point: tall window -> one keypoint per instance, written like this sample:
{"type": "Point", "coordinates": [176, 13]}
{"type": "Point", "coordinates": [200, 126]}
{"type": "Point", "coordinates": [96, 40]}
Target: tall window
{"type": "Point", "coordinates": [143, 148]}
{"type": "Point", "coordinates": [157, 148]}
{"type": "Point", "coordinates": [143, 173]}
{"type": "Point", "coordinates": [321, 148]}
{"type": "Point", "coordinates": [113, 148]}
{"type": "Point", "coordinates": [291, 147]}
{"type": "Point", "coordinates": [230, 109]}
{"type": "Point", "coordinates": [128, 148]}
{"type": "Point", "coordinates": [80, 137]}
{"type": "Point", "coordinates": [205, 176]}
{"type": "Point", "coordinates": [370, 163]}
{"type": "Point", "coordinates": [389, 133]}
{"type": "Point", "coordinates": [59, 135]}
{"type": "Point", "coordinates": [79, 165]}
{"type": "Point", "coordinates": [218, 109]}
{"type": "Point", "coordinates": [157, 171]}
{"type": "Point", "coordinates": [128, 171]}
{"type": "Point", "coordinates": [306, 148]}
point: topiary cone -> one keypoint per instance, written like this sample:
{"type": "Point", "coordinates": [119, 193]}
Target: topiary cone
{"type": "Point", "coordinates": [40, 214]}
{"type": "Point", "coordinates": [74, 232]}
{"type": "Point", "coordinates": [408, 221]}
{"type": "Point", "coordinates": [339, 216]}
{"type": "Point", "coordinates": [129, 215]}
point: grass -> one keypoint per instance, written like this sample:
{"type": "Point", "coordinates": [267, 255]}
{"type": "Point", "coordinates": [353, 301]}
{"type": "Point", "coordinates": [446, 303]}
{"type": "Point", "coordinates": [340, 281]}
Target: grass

▸ **GOAL OF THE EXERCISE**: Rewrite every line from the one containing "point: topiary cone" through the end of the records, adding 121 to each coordinate in the answer points while keeping all other lines, including the sample points, unchanged.

▸ **COMPLETE OUTPUT**:
point: topiary cone -> one keypoint per instance, written like this sample:
{"type": "Point", "coordinates": [119, 193]}
Target: topiary cone
{"type": "Point", "coordinates": [161, 335]}
{"type": "Point", "coordinates": [195, 353]}
{"type": "Point", "coordinates": [529, 342]}
{"type": "Point", "coordinates": [460, 337]}
{"type": "Point", "coordinates": [250, 336]}
point: grass -> one keypoint per instance, written like this sample:
{"type": "Point", "coordinates": [267, 255]}
{"type": "Point", "coordinates": [353, 301]}
{"type": "Point", "coordinates": [446, 303]}
{"type": "Point", "coordinates": [340, 281]}
Target: grass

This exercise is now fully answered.